## What the exercise asks
Render all of the data below as a Markdown table with the columns Row and Line, giving each nonblank line its own numbered row and leaving out blank lines.

## Records shown

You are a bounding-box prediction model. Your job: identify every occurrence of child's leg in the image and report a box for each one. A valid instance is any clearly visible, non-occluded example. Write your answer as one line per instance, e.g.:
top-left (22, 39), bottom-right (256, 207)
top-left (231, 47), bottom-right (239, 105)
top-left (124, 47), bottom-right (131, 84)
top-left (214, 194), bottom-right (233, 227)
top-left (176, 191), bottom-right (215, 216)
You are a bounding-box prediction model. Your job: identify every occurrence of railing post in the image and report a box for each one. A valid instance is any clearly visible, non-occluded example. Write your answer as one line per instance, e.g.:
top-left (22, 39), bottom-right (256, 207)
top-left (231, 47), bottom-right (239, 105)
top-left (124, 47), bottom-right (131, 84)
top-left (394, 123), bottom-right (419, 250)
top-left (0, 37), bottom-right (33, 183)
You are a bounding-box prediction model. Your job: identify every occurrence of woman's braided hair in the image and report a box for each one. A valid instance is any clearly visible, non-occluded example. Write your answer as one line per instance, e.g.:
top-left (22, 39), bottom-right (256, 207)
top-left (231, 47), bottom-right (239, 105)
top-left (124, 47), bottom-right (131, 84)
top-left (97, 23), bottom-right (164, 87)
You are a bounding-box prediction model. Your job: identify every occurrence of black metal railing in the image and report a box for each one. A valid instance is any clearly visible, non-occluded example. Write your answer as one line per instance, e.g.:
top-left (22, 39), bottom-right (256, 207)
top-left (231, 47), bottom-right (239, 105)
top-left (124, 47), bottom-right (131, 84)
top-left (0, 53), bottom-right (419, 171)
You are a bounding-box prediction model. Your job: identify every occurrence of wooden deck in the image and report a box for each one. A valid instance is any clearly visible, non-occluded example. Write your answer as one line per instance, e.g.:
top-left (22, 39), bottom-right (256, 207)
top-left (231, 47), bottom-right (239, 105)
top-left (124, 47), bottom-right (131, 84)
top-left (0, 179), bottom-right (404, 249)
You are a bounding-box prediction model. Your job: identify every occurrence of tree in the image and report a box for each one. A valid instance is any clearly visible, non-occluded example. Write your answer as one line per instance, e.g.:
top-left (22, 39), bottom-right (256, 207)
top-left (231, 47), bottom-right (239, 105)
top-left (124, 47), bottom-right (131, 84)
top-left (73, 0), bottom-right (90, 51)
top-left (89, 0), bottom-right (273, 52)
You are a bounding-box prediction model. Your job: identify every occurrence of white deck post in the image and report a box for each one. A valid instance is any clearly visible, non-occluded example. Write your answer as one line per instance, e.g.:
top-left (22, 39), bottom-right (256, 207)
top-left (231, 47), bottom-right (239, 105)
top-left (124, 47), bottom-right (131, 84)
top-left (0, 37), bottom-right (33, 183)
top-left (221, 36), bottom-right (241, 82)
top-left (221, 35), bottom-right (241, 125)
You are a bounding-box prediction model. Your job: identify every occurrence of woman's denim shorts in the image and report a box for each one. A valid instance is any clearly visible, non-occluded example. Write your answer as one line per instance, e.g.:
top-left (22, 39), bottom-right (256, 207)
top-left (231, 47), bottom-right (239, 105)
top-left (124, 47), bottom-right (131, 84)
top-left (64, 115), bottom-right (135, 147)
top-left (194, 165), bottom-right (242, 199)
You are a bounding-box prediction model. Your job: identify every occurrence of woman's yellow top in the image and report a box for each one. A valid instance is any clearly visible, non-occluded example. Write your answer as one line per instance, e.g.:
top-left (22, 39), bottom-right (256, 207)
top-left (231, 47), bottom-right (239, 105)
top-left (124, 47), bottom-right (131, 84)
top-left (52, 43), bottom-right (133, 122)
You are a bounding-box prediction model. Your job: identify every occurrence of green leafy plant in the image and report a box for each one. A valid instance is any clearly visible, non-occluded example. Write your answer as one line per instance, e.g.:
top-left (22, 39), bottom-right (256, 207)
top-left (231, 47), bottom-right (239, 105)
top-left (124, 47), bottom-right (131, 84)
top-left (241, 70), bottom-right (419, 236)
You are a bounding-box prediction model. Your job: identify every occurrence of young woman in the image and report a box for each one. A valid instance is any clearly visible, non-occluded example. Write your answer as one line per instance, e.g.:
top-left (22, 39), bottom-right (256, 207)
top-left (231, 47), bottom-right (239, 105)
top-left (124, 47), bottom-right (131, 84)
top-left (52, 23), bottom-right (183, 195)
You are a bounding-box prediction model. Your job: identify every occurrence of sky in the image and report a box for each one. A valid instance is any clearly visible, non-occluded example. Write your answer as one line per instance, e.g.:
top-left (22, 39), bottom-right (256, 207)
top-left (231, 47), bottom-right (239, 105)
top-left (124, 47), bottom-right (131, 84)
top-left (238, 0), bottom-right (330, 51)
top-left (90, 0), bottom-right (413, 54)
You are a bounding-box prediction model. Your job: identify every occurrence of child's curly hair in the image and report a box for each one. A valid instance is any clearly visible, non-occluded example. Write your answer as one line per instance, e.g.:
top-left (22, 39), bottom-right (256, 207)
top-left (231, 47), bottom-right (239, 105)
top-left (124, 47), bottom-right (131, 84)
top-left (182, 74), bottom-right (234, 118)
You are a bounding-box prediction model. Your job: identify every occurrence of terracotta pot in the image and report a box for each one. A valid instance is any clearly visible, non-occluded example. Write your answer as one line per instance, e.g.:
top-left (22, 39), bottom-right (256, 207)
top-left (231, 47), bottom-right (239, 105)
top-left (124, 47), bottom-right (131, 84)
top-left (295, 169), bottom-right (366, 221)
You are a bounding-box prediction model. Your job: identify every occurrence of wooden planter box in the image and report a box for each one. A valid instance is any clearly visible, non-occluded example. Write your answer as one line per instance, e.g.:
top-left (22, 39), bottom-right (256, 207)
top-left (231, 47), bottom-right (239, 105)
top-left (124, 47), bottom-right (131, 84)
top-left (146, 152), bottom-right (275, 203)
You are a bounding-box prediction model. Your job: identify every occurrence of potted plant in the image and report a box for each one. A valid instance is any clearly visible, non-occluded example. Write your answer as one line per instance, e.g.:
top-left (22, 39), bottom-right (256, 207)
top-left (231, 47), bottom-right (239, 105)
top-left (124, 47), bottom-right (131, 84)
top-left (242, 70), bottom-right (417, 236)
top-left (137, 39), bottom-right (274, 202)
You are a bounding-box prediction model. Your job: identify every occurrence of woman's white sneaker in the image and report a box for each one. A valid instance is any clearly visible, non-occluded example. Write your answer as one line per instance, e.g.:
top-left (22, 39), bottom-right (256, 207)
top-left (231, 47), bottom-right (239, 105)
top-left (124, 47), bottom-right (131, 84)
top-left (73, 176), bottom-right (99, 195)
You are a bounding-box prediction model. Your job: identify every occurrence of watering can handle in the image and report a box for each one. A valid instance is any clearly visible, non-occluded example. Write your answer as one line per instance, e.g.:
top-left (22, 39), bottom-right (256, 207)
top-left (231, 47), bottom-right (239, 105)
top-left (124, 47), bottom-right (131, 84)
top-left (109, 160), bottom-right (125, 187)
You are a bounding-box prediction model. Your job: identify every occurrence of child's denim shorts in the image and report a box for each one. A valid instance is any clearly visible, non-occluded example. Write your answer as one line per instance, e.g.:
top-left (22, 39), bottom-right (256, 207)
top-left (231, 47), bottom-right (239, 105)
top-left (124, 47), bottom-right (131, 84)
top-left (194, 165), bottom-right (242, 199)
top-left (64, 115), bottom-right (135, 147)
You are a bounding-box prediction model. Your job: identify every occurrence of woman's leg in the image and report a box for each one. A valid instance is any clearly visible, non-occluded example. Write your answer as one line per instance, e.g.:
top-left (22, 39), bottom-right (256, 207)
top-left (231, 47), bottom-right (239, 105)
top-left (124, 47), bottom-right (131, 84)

## Task result
| Row | Line |
|---|---|
| 1 | You are a bounding-box prediction model. Your job: identify every occurrence of child's leg in the image and report a box for each one. A valid instance is any clearly visible, non-occluded example. Write your answer as one line per instance, e.g.: |
| 2 | top-left (22, 39), bottom-right (256, 207) |
| 3 | top-left (231, 47), bottom-right (239, 105) |
| 4 | top-left (124, 47), bottom-right (131, 84) |
| 5 | top-left (214, 194), bottom-right (233, 227) |
| 6 | top-left (176, 191), bottom-right (215, 216) |
| 7 | You are a bounding-box prediction model. Your job: identify every occurrence of railing post in the image and report a box for each one. A valid instance is any clearly visible, non-occluded example. Write your answer as one line per instance, e.g.: |
| 8 | top-left (22, 39), bottom-right (256, 207) |
| 9 | top-left (231, 47), bottom-right (239, 105) |
| 10 | top-left (124, 47), bottom-right (131, 84) |
| 11 | top-left (394, 123), bottom-right (419, 250) |
| 12 | top-left (0, 37), bottom-right (33, 183) |
| 13 | You are a bounding-box prediction model. Your job: identify every occurrence of woman's braided hair in the image and report a box for each one. A valid instance is any clearly visible, non-occluded example. Write your answer as one line per instance, e.g.: |
| 14 | top-left (22, 39), bottom-right (256, 207) |
| 15 | top-left (231, 47), bottom-right (239, 105) |
| 16 | top-left (124, 47), bottom-right (131, 84) |
| 17 | top-left (97, 23), bottom-right (164, 87) |
| 18 | You are a bounding-box prediction model. Your job: identify every occurrence of black metal railing in the image and report a box for each one. A valid instance is any clearly visible, non-occluded example. Write your answer as one line per instance, e.g.: |
| 19 | top-left (22, 39), bottom-right (256, 207) |
| 20 | top-left (231, 47), bottom-right (239, 105) |
| 21 | top-left (124, 47), bottom-right (131, 84) |
| 22 | top-left (0, 53), bottom-right (419, 171) |
| 23 | You are a bounding-box prediction model. Your job: identify every occurrence of wooden deck in the image and report a box for each one. A valid instance is any clearly visible, non-occluded example. Write your answer as one line per instance, e.g.: |
| 24 | top-left (22, 39), bottom-right (256, 207) |
| 25 | top-left (231, 47), bottom-right (239, 105) |
| 26 | top-left (124, 47), bottom-right (131, 84) |
| 27 | top-left (0, 179), bottom-right (404, 249) |
| 28 | You are a bounding-box prediction model. Your job: identify every occurrence of tree in the image and report a box for each one. A valid instance is any clearly visible, non-occluded example. Write your answer as one line per instance, e.g.: |
| 29 | top-left (22, 39), bottom-right (256, 207) |
| 30 | top-left (231, 47), bottom-right (239, 105) |
| 31 | top-left (124, 47), bottom-right (131, 84) |
| 32 | top-left (73, 0), bottom-right (90, 51) |
| 33 | top-left (89, 0), bottom-right (273, 52) |
| 34 | You are a bounding-box prediction model. Your job: identify every occurrence of white deck post in the image and report a box for each one. A valid instance is any clearly visible, non-occluded example. Write your answer as one line per instance, e.g.: |
| 35 | top-left (22, 39), bottom-right (256, 207) |
| 36 | top-left (231, 47), bottom-right (239, 105) |
| 37 | top-left (124, 47), bottom-right (131, 84) |
| 38 | top-left (0, 37), bottom-right (33, 183) |
| 39 | top-left (221, 36), bottom-right (241, 82) |
| 40 | top-left (221, 35), bottom-right (241, 125) |
| 41 | You are a bounding-box prediction model. Your job: identify every occurrence of woman's denim shorts in the image and report a box for each one. A valid instance is any clearly visible, non-occluded example. Write your answer as one line per instance, e.g.: |
| 42 | top-left (22, 39), bottom-right (256, 207) |
| 43 | top-left (231, 47), bottom-right (239, 105) |
| 44 | top-left (124, 47), bottom-right (131, 84) |
| 45 | top-left (64, 115), bottom-right (135, 147) |
| 46 | top-left (194, 165), bottom-right (242, 199) |
| 47 | You are a bounding-box prediction model. Your job: identify every occurrence of woman's yellow top in the image and report a box for each one. A valid instance is any clearly visible, non-occluded example. Write your answer as one line per instance, e.g.: |
| 48 | top-left (22, 39), bottom-right (256, 207) |
| 49 | top-left (231, 47), bottom-right (239, 105) |
| 50 | top-left (124, 47), bottom-right (131, 84) |
| 51 | top-left (52, 43), bottom-right (133, 122) |
| 52 | You are a bounding-box prediction model. Your job: identify every occurrence of green leafy plant in the image and report a box for each one. A valid instance is any clearly visible, non-occluded example. Write your answer as one line per instance, e.g.: |
| 53 | top-left (22, 39), bottom-right (256, 207) |
| 54 | top-left (231, 47), bottom-right (239, 105) |
| 55 | top-left (124, 47), bottom-right (131, 84) |
| 56 | top-left (241, 70), bottom-right (419, 236) |
| 57 | You are a bounding-box prediction model. Your job: identify every occurrence of young woman in the image and report a box for each one. A valid instance is any clearly visible, non-occluded example. Write your answer as one line per instance, e.g.: |
| 58 | top-left (22, 39), bottom-right (256, 207) |
| 59 | top-left (231, 47), bottom-right (239, 105) |
| 60 | top-left (124, 47), bottom-right (131, 84) |
| 61 | top-left (52, 23), bottom-right (183, 195) |
| 62 | You are a bounding-box prediction model. Your job: identify every occurrence of sky in the image and report a box for each one. A valid instance is any clearly visible, non-occluded example. Write your answer as one line per instance, e.g.: |
| 63 | top-left (22, 39), bottom-right (256, 207) |
| 64 | top-left (231, 47), bottom-right (239, 105) |
| 65 | top-left (124, 47), bottom-right (131, 84) |
| 66 | top-left (238, 0), bottom-right (330, 51) |
| 67 | top-left (90, 0), bottom-right (413, 54) |
| 68 | You are a bounding-box prediction model. Your job: identify every occurrence of child's curly hair in the image and report a box for each one. A valid instance is any clearly visible, non-occluded example. Write your answer as one line per instance, e.g.: |
| 69 | top-left (22, 39), bottom-right (256, 207) |
| 70 | top-left (231, 47), bottom-right (239, 105) |
| 71 | top-left (124, 47), bottom-right (131, 84) |
| 72 | top-left (182, 74), bottom-right (234, 118) |
| 73 | You are a bounding-box prediction model. Your job: identify every occurrence of terracotta pot in the image and report a box for each one. A valid instance is any clearly visible, non-occluded example. Write your answer as one line per instance, e.g.: |
| 74 | top-left (22, 39), bottom-right (256, 207) |
| 75 | top-left (231, 47), bottom-right (239, 105) |
| 76 | top-left (124, 47), bottom-right (131, 84) |
| 77 | top-left (295, 169), bottom-right (366, 221) |
| 78 | You are a bounding-box prediction model. Your job: identify every occurrence of wooden planter box in the image and report a box for each one. A valid instance is any clearly visible, non-occluded example. Write your answer as one line per instance, e.g.: |
| 79 | top-left (22, 39), bottom-right (256, 207) |
| 80 | top-left (231, 47), bottom-right (239, 105) |
| 81 | top-left (124, 47), bottom-right (131, 84) |
| 82 | top-left (146, 152), bottom-right (275, 203) |
| 83 | You are a bounding-box prediction model. Your job: identify every occurrence of potted plant in the image and report a box for each one. A valid instance is any clearly visible, non-occluded example. Write your answer as one line per instance, e.g.: |
| 84 | top-left (22, 39), bottom-right (256, 207) |
| 85 | top-left (231, 47), bottom-right (239, 105) |
| 86 | top-left (124, 47), bottom-right (131, 84) |
| 87 | top-left (242, 70), bottom-right (417, 236) |
| 88 | top-left (137, 39), bottom-right (274, 202) |
| 89 | You are a bounding-box prediction model. Your job: identify every occurrence of woman's white sneaker in the image and report a box for each one. A valid instance is any clearly visible, non-occluded example. Write your answer as one line per instance, e.g.: |
| 90 | top-left (22, 39), bottom-right (256, 207) |
| 91 | top-left (231, 47), bottom-right (239, 105) |
| 92 | top-left (124, 47), bottom-right (131, 84) |
| 93 | top-left (73, 176), bottom-right (99, 195) |
| 94 | You are a bounding-box prediction model. Your job: identify every occurrence of watering can handle in the image and report a box for each one. A valid instance is any clearly visible, non-occluded example. Write your answer as one line per instance, e.g.: |
| 95 | top-left (22, 39), bottom-right (256, 207) |
| 96 | top-left (231, 47), bottom-right (239, 105) |
| 97 | top-left (124, 47), bottom-right (131, 84) |
| 98 | top-left (109, 160), bottom-right (125, 187) |
| 99 | You are a bounding-box prediction model. Your job: identify every occurrence of child's denim shorts in the image and report a box for each one. A valid instance is any clearly visible, non-occluded example. Write your answer as one line per instance, e.g.: |
| 100 | top-left (22, 39), bottom-right (256, 207) |
| 101 | top-left (231, 47), bottom-right (239, 105) |
| 102 | top-left (124, 47), bottom-right (131, 84) |
| 103 | top-left (194, 165), bottom-right (242, 199) |
| 104 | top-left (64, 115), bottom-right (135, 147) |
| 105 | You are a bounding-box prediction model. Your job: identify every occurrence of woman's leg in the image and report a box for each one. A valid instance is any clearly visible, non-occluded example. Write your answer as one line per instance, e.g.: |
| 106 | top-left (22, 39), bottom-right (256, 207) |
| 107 | top-left (231, 47), bottom-right (239, 105) |
| 108 | top-left (124, 47), bottom-right (131, 84) |